INSTRUCTIONS FOR THE TASK -> Reproduce the postpartum depression text below word for word, starting at "The process includes" and ending at "experiencing PPD symptoms.".

TEXT EXCERPT ->
----

Although 13 percent of new mothers experience postpartum depression (PPD) in the first year after childbirth, few women recognize the symptoms and seldom discuss their feelings with a health care provider.

University of Louisville Hospital (ULH) hopes to change this statistic through a new policy to guide hospital-based perinatal nurses in caring for women with risk of PPD.

M. Cynthia Logsdon, UofL School of Nursing, and associate chief of nursing research, ULH and the James Graham Brown Cancer Center, and her team created evidence-based practice guidelines using research recently published online in The American Journal of Maternal Child Nursing.

“The hospital policies and procedures are designed to provide perinatal nurses the tools they need to prepare new mothers so they are able to self-monitor for symptoms of depression and know what steps to take if they experience symptoms,” Logsdon said.

Most hospitals lack comprehensive perinatal patient PPD assessment, education and referral policies, according to Logsdon. Although such professional organizations as the Registered Nurses’ Association of Ontario previously published a best practices guideline, the recommendations did not focus on the first few days following childbirth or nursing care while the new mother was hospitalized.

“Our recommendations for nursing practice of hospital-based perinatal nurses go beyond previous published guidelines,” Logsdon said.

Logsdon and her team, Diane Eckert, clinical manager, mother-baby unit, ULH; and Roselyn Tomasulo, perinatal educator, collaborated with internationally known researchers in the field to write the article, “Identification of Mothers at Risk for Postpartum Depression by Hospital Based Perinatal Nurses” They consulted a task force of clinical nurses to determine how to improve nursing practice at ULH. Implementation included identifying at-risk patients and referral sources; physician and staff education was another component.

“When many nurses enter the profession, they don’t fully understand their critical role as patient educators,” Tomasulo said. “We are helping our perinatal nurses feel more competent in their roles by offering inter-hospital online education and staff training.”

The process includes assessing new mothers for PPD and suicide risk factors during the obstetric patient admission process. ULH perinatal nurses screen for low-income status, lack of social support and previous history of depression and report at-risk patients to the obstetrical physician. Before hospital discharge, all new mothers fill out a questionnaire that uses the Edinburgh Postnatal Depression Scale (EPDS) to determine their risk for PPD.

The results are factored into the patient’s future care. New mothers go home with a list of community resources and physician referrals, so they have names and numbers at their finger-tips if they need to seek help. ULH also asks them to retake the EPDS questionnaire about a week later after leaving the hospital to see if they’re experiencing PPD symptoms.

“We hope our work will be seen as a model of good policy and can be considered by other hospitals and professional organizations,” Logsdon said.

----

PROVIDED DATA ->
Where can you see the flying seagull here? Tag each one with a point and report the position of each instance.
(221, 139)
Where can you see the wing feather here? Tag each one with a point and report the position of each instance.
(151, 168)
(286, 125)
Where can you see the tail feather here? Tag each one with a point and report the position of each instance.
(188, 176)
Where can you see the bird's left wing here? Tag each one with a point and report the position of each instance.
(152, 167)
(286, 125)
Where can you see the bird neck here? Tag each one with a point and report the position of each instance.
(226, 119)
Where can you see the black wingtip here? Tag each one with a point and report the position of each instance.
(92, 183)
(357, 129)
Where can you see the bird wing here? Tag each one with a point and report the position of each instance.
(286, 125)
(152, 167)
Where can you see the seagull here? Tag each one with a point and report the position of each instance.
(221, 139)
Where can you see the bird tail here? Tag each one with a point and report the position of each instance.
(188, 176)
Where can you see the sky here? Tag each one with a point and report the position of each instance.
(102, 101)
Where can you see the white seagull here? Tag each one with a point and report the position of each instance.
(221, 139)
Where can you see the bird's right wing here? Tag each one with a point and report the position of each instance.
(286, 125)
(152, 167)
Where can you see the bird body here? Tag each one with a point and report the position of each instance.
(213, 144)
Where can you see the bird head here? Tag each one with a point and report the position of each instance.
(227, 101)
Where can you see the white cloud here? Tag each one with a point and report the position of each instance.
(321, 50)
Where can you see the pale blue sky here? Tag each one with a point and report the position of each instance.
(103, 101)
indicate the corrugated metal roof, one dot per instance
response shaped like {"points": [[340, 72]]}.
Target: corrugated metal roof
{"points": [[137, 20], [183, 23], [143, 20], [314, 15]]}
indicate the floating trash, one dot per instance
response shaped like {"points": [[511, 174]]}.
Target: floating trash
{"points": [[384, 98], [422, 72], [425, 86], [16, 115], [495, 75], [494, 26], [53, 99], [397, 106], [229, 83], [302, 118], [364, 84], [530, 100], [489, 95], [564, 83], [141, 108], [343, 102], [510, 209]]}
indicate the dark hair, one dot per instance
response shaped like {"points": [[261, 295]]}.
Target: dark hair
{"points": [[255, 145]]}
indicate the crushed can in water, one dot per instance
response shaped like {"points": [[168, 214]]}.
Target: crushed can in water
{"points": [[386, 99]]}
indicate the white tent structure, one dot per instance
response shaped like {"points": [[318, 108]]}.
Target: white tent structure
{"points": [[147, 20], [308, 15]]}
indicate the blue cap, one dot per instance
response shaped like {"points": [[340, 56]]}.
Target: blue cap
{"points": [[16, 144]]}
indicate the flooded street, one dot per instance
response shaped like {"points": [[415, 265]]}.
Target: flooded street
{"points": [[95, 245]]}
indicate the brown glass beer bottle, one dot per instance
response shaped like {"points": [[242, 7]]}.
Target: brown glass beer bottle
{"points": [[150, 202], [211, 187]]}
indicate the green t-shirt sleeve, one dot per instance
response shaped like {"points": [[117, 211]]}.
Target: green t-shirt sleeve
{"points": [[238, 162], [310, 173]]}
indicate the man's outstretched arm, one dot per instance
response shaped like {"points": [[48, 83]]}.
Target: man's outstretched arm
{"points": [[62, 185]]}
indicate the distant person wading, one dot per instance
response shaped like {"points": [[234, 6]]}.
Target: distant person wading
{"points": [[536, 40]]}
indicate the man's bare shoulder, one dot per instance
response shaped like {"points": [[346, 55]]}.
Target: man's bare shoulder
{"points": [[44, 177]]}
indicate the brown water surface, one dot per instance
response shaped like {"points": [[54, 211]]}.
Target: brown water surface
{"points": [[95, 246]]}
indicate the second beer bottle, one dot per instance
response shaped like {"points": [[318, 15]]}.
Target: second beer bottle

----

REPLY ->
The process includes assessing new mothers for PPD and suicide risk factors during the obstetric patient admission process. ULH perinatal nurses screen for low-income status, lack of social support and previous history of depression and report at-risk patients to the obstetrical physician. Before hospital discharge, all new mothers fill out a questionnaire that uses the Edinburgh Postnatal Depression Scale (EPDS) to determine their risk for PPD.

The results are factored into the patient’s future care. New mothers go home with a list of community resources and physician referrals, so they have names and numbers at their finger-tips if they need to seek help. ULH also asks them to retake the EPDS questionnaire about a week later after leaving the hospital to see if they’re experiencing PPD symptoms.